[[ Given data, beginning ]]
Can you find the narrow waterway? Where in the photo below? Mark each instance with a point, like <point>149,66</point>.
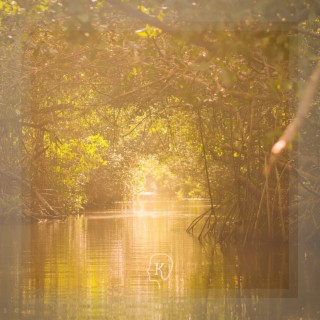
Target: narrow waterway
<point>102,265</point>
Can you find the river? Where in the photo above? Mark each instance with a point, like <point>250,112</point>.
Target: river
<point>95,266</point>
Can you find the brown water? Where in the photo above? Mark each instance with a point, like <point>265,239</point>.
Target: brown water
<point>96,267</point>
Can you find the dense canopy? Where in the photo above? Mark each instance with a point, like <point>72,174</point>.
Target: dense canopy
<point>103,100</point>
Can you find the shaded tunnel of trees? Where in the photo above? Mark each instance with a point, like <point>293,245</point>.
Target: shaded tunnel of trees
<point>103,99</point>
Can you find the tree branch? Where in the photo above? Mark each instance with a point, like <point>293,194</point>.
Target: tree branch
<point>291,130</point>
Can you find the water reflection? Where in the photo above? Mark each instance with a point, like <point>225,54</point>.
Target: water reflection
<point>95,267</point>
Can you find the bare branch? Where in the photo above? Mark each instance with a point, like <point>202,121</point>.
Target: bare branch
<point>291,130</point>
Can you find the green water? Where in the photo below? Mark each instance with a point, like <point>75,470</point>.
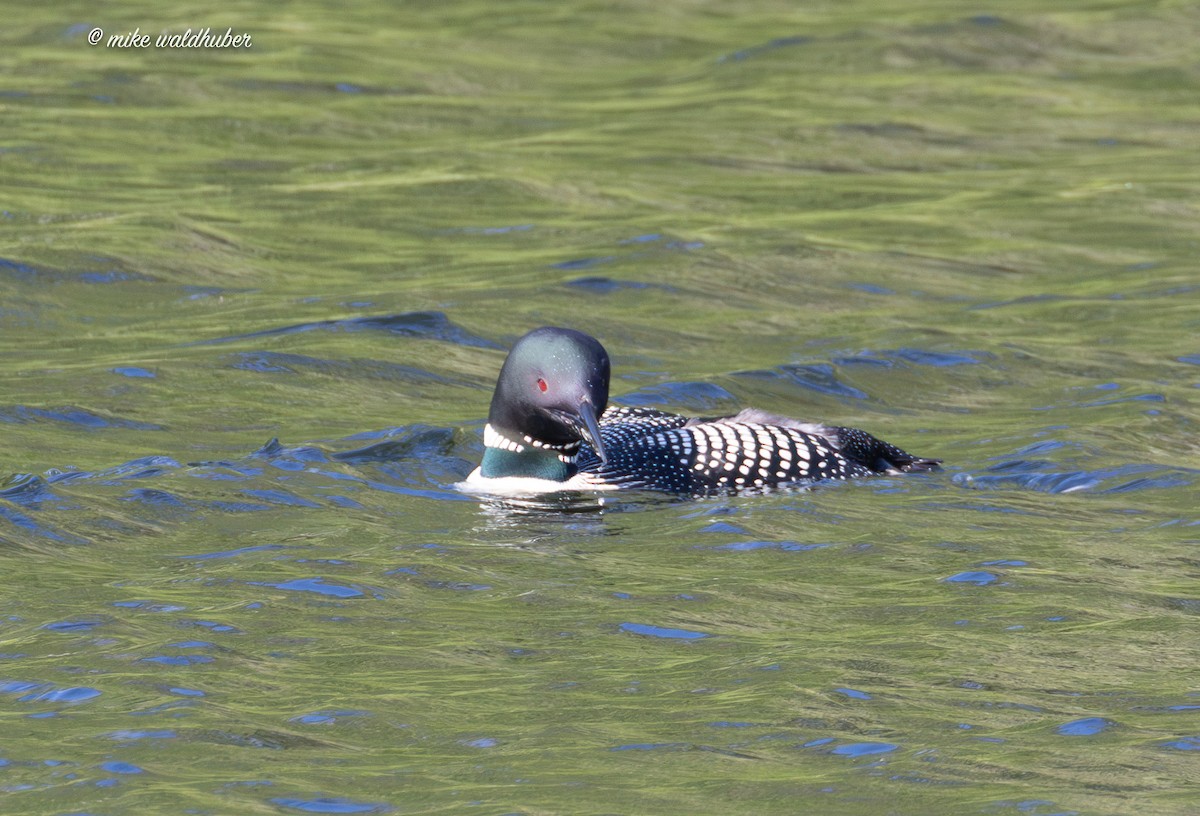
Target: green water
<point>969,229</point>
[[ Given data, end ]]
_What this task involves_.
When you print the records above, keep them exact and leave out the pictures.

_Answer space_.
Can you find the narrow waterway? Where in the photo below? Mark each instance with a point, like <point>149,66</point>.
Target: narrow waterway
<point>102,265</point>
Can you find the river? Where in the photo above? Mark each instance with a point, like <point>250,112</point>.
Target: river
<point>95,266</point>
Can you find the brown water? Where in the photo above? Mark each instance with a point, like <point>265,239</point>.
Target: brown water
<point>96,267</point>
Can you find the dense canopy? Where in the photo above? Mark each instance with a point, like <point>72,174</point>.
Target: dense canopy
<point>103,100</point>
Can you find the shaded tunnel of trees? Where in the photo above? Mark each instance with a point, like <point>293,245</point>.
Target: shaded tunnel of trees
<point>103,99</point>
Can you find the tree branch? Where in the photo above? Mark each instance with a point, like <point>293,194</point>.
Target: tree branch
<point>291,130</point>
Can you find the water reflection? Where in the photo above? Mark each instance with a point, like <point>225,54</point>.
Target: water reflection
<point>95,267</point>
Can you find the bare branch? Where in the photo above? Mark each instance with a point, like <point>202,121</point>.
Target: bare branch
<point>291,130</point>
Can you find the green water? Where in the photo below? Mark each instance with a point, like <point>75,470</point>.
Target: green water
<point>969,229</point>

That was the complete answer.